→ **Article**:
▼

1

I'm working on a project that require to extract all links from a website, with using this code I'll get all of links from single URL:

import requests
from bs4 import BeautifulSoup, SoupStrainer

source_code = requests.get('https://stackoverflow.com/')
soup = BeautifulSoup(source_code.content, 'lxml')
links = []

for link in soup.find_all('a'):
    links.append(str(link))

problem is that if I want to extract all URLs, I have to write another for loop and then another one ... . I want to extract all URLs that are exist in this website and in this website's sub domains. is there any way to do this without writing nested for? and even with writing nested for, I don't know how many for should I use to get all URLs.

▲

→ **Dataset rows**:
▼

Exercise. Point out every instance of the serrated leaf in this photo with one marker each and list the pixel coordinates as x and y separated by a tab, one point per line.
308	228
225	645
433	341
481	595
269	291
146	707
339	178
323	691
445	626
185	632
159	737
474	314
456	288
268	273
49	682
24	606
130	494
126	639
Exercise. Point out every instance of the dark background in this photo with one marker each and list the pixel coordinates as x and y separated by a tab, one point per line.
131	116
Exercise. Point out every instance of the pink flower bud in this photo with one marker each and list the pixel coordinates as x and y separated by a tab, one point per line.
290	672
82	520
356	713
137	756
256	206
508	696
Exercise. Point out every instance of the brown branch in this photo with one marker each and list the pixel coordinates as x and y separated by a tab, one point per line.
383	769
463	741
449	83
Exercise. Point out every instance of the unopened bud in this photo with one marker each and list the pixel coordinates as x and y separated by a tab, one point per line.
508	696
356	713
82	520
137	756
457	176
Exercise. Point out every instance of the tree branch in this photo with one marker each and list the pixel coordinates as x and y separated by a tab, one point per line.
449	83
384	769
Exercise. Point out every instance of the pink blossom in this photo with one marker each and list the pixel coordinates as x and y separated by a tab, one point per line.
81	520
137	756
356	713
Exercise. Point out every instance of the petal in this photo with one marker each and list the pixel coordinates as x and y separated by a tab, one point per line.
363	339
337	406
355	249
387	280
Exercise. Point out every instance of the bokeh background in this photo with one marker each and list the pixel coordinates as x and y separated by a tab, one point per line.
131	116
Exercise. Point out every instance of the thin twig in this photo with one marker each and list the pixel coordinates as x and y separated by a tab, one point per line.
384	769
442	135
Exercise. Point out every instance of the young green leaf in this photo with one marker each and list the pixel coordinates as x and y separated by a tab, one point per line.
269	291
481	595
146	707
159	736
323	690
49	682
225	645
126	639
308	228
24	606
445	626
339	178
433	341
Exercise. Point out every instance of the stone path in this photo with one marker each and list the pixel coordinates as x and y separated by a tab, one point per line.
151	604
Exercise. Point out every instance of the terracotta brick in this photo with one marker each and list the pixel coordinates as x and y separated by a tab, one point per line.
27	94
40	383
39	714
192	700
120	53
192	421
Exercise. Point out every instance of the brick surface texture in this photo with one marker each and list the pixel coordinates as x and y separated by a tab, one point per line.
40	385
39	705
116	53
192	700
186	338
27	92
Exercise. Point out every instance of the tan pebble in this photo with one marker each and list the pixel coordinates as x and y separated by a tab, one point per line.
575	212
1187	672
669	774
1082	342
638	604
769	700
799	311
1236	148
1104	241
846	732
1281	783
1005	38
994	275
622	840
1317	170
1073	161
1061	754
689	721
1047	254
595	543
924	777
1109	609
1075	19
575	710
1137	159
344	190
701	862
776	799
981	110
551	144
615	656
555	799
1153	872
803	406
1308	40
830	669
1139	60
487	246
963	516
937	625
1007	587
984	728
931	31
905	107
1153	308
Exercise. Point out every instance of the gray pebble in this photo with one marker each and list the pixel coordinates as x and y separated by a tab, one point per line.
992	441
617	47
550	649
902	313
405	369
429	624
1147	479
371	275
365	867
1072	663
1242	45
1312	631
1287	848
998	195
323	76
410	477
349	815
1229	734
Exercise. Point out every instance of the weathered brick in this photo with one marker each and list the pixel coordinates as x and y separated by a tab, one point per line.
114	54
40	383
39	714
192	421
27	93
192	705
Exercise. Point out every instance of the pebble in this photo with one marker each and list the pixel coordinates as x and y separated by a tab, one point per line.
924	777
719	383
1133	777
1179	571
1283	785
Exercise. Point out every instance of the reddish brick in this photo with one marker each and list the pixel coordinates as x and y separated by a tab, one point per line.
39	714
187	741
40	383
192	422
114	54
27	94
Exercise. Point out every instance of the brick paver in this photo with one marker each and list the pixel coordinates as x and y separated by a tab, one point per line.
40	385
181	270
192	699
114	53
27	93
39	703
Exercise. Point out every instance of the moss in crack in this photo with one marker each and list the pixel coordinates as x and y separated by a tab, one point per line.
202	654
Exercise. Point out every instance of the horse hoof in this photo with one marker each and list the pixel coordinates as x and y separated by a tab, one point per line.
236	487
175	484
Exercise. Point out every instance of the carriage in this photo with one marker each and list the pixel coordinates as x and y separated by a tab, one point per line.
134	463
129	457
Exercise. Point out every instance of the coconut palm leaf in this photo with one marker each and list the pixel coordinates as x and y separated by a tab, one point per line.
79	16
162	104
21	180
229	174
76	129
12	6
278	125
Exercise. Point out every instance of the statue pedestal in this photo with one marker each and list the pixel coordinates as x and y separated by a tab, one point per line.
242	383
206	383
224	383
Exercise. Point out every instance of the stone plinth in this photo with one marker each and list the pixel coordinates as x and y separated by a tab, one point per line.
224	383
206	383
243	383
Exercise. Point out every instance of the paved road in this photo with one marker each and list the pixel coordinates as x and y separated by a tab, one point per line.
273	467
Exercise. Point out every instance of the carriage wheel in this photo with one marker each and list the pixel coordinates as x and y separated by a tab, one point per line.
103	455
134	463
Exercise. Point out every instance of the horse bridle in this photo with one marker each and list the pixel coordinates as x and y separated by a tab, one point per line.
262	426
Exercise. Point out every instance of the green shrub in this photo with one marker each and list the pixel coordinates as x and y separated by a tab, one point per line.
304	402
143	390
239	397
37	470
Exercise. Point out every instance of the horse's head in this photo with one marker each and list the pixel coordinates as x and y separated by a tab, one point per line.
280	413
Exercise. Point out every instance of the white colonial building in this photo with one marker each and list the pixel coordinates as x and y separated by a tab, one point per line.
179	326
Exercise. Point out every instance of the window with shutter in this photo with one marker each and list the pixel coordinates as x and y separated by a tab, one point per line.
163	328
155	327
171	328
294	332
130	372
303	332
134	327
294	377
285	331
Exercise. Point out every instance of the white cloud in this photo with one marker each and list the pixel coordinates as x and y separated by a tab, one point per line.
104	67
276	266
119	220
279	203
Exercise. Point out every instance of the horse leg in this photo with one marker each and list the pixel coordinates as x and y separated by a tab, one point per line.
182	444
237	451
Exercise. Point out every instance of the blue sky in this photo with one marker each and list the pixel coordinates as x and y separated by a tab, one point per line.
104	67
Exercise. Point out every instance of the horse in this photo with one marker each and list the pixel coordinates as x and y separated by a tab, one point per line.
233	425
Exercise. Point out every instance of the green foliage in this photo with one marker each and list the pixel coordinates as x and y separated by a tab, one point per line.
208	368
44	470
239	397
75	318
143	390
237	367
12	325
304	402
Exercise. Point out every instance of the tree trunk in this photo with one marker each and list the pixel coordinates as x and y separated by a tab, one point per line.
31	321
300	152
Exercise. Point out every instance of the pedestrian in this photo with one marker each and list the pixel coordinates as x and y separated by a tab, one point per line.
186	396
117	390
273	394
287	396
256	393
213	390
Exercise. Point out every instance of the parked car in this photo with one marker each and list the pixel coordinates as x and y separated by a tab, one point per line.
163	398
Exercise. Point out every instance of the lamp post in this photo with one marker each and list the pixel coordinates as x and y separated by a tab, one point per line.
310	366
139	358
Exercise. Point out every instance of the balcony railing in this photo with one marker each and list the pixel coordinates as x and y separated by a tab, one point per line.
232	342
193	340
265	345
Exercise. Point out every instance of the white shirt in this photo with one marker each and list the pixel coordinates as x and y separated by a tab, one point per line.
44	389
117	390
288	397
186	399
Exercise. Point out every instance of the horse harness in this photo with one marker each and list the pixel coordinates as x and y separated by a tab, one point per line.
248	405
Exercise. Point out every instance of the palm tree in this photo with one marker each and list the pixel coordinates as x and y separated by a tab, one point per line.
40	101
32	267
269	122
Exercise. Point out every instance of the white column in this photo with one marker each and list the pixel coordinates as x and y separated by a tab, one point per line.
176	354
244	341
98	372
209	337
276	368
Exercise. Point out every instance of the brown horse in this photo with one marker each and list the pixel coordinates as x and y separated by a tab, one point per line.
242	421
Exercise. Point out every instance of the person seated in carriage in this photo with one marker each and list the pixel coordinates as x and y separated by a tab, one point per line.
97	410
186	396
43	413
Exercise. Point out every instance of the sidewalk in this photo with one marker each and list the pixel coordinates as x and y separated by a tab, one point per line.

▲

→ **Problem statement**:
Substitute "html.parser" for "lxml" in the post on extracting links, and write out its part starting at "source_code = requests.get('https://stackoverflow.com/')" and ending at "get all URLs.". Work only from the text.

→ **Reply to the task**:
source_code = requests.get('https://stackoverflow.com/')
soup = BeautifulSoup(source_code.content, 'html.parser')
links = []

for link in soup.find_all('a'):
    links.append(str(link))

problem is that if I want to extract all URLs, I have to write another for loop and then another one ... . I want to extract all URLs that are exist in this website and in this website's sub domains. is there any way to do this without writing nested for? and even with writing nested for, I don't know how many for should I use to get all URLs.